- **Testo**
• • • • • • •
Appunto di italiano riguardante la parafrasi del canto quattordicesimo (canto XIV) del Purgatorio della Divina Commedia di Dante Alighieri.

Guido del Duca chiede a Dante la sua provenienza, e Dante risponde con una perifrasi. Rinieri de' Calboli chiede perché il poeta non abbia dato una risposta diretta, ma risponde Guido sostenendo che è giusto che la Val d'Arno non si nomini più, lanciandosi in un'aspra invettiva contro la Toscana e la Romagna.

In questa pagina trovate la parafrasi del Canto 14 del Purgatorio. Tra i temi correlati si vedano la sintesi e l'analisi e commento del canto.



Parafrasi

«Chi è costui che gira (cerchia) intorno al monte,
dimora, prima che la morte abbia concesso alla sua anima di volare qui,
e apre e chiude (coverchia) gli occhi a sua volontà?».
«Non so chi sia, ma so che non è solo;
chiediglielo tu che gli sei più vicino,
e accoglilo (acco’lo) con parole dolci, in modo che sia indotto a rispondere».
Così, dal mio lato destro (a man dritta), due anime,
l’una china verso l’altra, parlavano di me in quel luogo;
poi, per parlarmi, sollevarono i volti in alto (fer li visi ... supini);
e una di esse disse: «O anima, che ancora rinchiusa (fitta)
dentro il corpo te ne vai verso il cielo,
consolaci in nome della carità e di’ (ditta) a noi
da quale luogo vieni e chi sei;
perché tu, per via di questa tua grazia, ci fai meravigliare
quanto ci meraviglia una cosa mai accaduta prima».
E io: «Attraverso la Toscana centrale (mezza) scorre
per largo tratto (si spazia) un fiume, che nasce dal Falterona,
e non gli bastano (nol sazia) cento miglia di percorso.
Io sono venuto (rech’io) con questo corpo
da un luogo bagnato da tale fiume (sovr’esso);
dirvi chi sia sarebbe parlare inutilmente, poiché il mio nome non è ancora molto noto (non suona)».
«Se con la mia intelligenza comprendo (accarno) bene
l’allusione (’ntendimento) delle tue parole», mi rispose allora l’anima
che aveva parlato per prima, «tu parli dell’Arno».
• • • • • • •
- **Completa quanto segue**
A - Stabilisci se ciascuna affermazione concorda con la parafrasi del canto XIV, rispondendo sì o no e citando le parole del testo che lo dimostrano: (i) il fiume descritto da Dante nasce dal Falterona; (ii) le due anime si trovano alla sinistra di Dante; (iii) Dante afferma che il suo nome è già molto noto.
B - Nella parafrasi del canto XIV, di quale fiume capisce che Dante sta parlando l'anima che aveva parlato per prima?
I record costituiscono un materiale a sé, distinto dalla parafrasi.

(Record estratti da una raccolta)
• • • • • • •
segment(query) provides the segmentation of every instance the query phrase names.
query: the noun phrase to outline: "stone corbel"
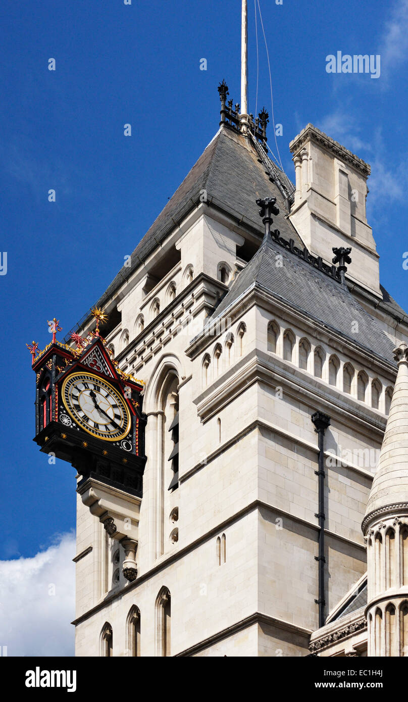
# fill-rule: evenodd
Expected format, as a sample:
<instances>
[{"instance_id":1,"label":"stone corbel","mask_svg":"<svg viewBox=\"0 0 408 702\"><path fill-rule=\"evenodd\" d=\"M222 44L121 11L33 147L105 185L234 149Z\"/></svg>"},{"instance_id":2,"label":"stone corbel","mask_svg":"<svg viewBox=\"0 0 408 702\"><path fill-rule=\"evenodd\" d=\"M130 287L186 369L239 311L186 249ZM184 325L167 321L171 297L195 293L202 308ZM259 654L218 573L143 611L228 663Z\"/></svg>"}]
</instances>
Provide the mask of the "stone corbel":
<instances>
[{"instance_id":1,"label":"stone corbel","mask_svg":"<svg viewBox=\"0 0 408 702\"><path fill-rule=\"evenodd\" d=\"M99 518L111 538L118 541L131 540L137 545L140 498L93 477L80 485L77 492L91 513Z\"/></svg>"},{"instance_id":2,"label":"stone corbel","mask_svg":"<svg viewBox=\"0 0 408 702\"><path fill-rule=\"evenodd\" d=\"M122 565L123 574L129 583L133 583L138 575L136 565L138 542L132 538L122 538L121 543L125 551L125 558Z\"/></svg>"}]
</instances>

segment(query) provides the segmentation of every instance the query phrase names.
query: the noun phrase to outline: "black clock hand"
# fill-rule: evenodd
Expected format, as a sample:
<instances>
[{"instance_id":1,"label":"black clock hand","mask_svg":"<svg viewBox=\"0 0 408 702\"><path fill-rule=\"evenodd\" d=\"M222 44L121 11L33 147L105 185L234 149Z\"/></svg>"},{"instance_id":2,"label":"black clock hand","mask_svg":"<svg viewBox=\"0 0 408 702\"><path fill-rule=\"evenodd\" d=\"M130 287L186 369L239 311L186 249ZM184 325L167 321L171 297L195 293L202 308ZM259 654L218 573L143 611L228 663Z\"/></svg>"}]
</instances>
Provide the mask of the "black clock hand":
• • • • • • •
- **Ecco le soluzioni**
A -
(i) Sì: "un fiume, che nasce dal Falterona".
(ii) No: "dal mio lato destro (a man dritta), due anime".
(iii) No: "il mio nome non è ancora molto noto (non suona)".

B - Dell'Arno.